TASK PROMPT:
Without omitting anything, return the records precisely as given.

WORKING DATA:
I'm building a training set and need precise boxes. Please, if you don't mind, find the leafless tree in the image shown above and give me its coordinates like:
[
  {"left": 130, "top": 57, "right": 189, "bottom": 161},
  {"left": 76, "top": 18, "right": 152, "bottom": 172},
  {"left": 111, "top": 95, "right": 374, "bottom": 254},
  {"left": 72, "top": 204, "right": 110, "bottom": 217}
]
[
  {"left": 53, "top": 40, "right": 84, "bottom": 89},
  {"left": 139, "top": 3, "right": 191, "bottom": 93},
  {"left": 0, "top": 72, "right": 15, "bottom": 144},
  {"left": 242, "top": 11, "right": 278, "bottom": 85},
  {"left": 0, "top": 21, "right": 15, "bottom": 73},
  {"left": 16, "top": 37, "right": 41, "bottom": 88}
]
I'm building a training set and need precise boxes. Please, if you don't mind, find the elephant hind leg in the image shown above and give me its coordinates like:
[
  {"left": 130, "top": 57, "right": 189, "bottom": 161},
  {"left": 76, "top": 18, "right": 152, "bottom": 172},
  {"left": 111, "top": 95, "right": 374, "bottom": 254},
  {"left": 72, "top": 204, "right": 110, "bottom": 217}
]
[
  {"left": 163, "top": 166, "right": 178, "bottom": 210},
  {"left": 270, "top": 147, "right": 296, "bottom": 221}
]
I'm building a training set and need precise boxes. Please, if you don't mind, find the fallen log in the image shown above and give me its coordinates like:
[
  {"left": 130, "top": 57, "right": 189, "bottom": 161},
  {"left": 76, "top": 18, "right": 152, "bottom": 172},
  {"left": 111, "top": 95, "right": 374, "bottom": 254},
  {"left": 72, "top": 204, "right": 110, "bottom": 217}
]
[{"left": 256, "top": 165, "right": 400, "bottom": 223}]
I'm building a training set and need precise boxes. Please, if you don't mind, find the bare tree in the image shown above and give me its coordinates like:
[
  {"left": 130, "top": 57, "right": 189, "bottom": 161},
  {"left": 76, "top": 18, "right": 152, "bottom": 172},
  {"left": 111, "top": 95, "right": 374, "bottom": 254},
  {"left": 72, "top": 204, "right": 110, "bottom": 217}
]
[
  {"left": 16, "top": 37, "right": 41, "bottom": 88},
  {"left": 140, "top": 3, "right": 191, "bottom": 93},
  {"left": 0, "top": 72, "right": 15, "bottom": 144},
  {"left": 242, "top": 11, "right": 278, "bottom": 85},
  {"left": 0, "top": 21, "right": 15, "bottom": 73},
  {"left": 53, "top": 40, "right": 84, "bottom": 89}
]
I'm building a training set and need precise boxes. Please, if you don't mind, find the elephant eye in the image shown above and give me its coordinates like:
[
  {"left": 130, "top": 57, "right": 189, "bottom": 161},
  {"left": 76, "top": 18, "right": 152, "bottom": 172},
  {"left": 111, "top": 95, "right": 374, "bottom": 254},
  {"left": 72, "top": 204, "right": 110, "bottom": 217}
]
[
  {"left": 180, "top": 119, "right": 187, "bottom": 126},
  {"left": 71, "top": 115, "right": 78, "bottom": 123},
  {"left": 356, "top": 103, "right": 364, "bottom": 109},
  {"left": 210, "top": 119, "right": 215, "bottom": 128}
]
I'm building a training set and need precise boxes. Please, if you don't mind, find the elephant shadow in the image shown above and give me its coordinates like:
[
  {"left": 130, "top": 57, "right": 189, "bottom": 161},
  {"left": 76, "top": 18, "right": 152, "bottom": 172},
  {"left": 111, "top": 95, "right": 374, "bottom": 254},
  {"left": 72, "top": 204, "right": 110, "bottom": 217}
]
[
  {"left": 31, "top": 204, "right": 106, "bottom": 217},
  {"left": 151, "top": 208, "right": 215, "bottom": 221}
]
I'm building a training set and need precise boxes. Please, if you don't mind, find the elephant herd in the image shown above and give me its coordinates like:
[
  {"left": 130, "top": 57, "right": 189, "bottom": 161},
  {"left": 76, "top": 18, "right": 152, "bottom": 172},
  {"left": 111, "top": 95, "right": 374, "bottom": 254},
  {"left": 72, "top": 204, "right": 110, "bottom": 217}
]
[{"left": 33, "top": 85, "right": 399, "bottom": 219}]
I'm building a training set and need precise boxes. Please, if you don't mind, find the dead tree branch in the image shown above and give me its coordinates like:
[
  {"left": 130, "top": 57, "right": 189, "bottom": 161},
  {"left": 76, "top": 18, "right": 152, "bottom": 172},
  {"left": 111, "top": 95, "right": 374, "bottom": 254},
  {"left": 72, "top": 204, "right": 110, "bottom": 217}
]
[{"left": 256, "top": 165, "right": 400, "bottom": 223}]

FULL RESPONSE:
I'm building a training set and need precise boxes. Please, if you don't mind, find the leafless tree in the image shown above and give me its coordinates like:
[
  {"left": 130, "top": 57, "right": 189, "bottom": 161},
  {"left": 76, "top": 18, "right": 152, "bottom": 172},
  {"left": 111, "top": 95, "right": 374, "bottom": 254},
  {"left": 72, "top": 204, "right": 110, "bottom": 217}
]
[
  {"left": 53, "top": 40, "right": 84, "bottom": 89},
  {"left": 139, "top": 3, "right": 191, "bottom": 93},
  {"left": 0, "top": 72, "right": 15, "bottom": 144},
  {"left": 242, "top": 11, "right": 278, "bottom": 85},
  {"left": 0, "top": 21, "right": 15, "bottom": 73},
  {"left": 16, "top": 37, "right": 41, "bottom": 88}
]
I'm building a training set and need precise boxes. Please, if you don't mind, find the elephant hind leg in the image shown above and give me its coordinates like:
[
  {"left": 130, "top": 57, "right": 189, "bottom": 161},
  {"left": 76, "top": 18, "right": 152, "bottom": 172},
  {"left": 111, "top": 95, "right": 374, "bottom": 254},
  {"left": 72, "top": 204, "right": 110, "bottom": 217}
]
[
  {"left": 163, "top": 166, "right": 178, "bottom": 210},
  {"left": 270, "top": 147, "right": 296, "bottom": 221}
]
I'm building a training set and need precise boxes. Please, if you don't mind, find the fallen log in the image shown above and give me its coordinates like:
[
  {"left": 130, "top": 57, "right": 189, "bottom": 161},
  {"left": 76, "top": 18, "right": 152, "bottom": 172},
  {"left": 111, "top": 95, "right": 374, "bottom": 254},
  {"left": 72, "top": 204, "right": 110, "bottom": 217}
]
[{"left": 256, "top": 165, "right": 400, "bottom": 223}]
I'm building a training set and need precise boxes. Please, if you don't mind, find the bare tree in the image shown above and give me its coordinates like:
[
  {"left": 130, "top": 57, "right": 189, "bottom": 161},
  {"left": 76, "top": 18, "right": 152, "bottom": 172},
  {"left": 111, "top": 95, "right": 374, "bottom": 254},
  {"left": 72, "top": 204, "right": 110, "bottom": 217}
]
[
  {"left": 16, "top": 37, "right": 41, "bottom": 88},
  {"left": 140, "top": 3, "right": 191, "bottom": 93},
  {"left": 0, "top": 72, "right": 15, "bottom": 144},
  {"left": 242, "top": 11, "right": 278, "bottom": 85},
  {"left": 0, "top": 21, "right": 15, "bottom": 73},
  {"left": 53, "top": 40, "right": 84, "bottom": 89}
]
I'm building a training set and need precise boxes. Please, if you don't mind, find the elephant eye in the image shown above and give me its coordinates like:
[
  {"left": 130, "top": 57, "right": 189, "bottom": 161},
  {"left": 76, "top": 18, "right": 152, "bottom": 172},
  {"left": 111, "top": 95, "right": 374, "bottom": 254},
  {"left": 72, "top": 204, "right": 110, "bottom": 217}
]
[
  {"left": 180, "top": 119, "right": 187, "bottom": 126},
  {"left": 71, "top": 115, "right": 78, "bottom": 123},
  {"left": 356, "top": 103, "right": 364, "bottom": 109},
  {"left": 210, "top": 119, "right": 215, "bottom": 128}
]
I'm building a training set and need precise boxes. Please, if you don't mind, find the elephant shadow in the image shown above and give me its coordinates like:
[
  {"left": 130, "top": 57, "right": 189, "bottom": 161},
  {"left": 76, "top": 18, "right": 152, "bottom": 172},
  {"left": 111, "top": 95, "right": 374, "bottom": 254},
  {"left": 72, "top": 204, "right": 110, "bottom": 217}
]
[
  {"left": 31, "top": 204, "right": 106, "bottom": 217},
  {"left": 151, "top": 208, "right": 215, "bottom": 221}
]
I'm building a training set and need precise boxes. Please, if you don't mind, find the elephant herd in the image shown above and give me its coordinates like:
[
  {"left": 130, "top": 57, "right": 189, "bottom": 161},
  {"left": 76, "top": 18, "right": 152, "bottom": 172},
  {"left": 111, "top": 95, "right": 374, "bottom": 254},
  {"left": 72, "top": 204, "right": 110, "bottom": 217}
]
[{"left": 33, "top": 85, "right": 399, "bottom": 219}]
I'm building a training set and need precise boxes. Please, if you don't mind, find the dead tree branch in the image shown above and give me its coordinates like:
[
  {"left": 130, "top": 57, "right": 189, "bottom": 161},
  {"left": 76, "top": 18, "right": 152, "bottom": 172},
  {"left": 111, "top": 95, "right": 374, "bottom": 254},
  {"left": 72, "top": 204, "right": 110, "bottom": 217}
]
[{"left": 256, "top": 165, "right": 400, "bottom": 223}]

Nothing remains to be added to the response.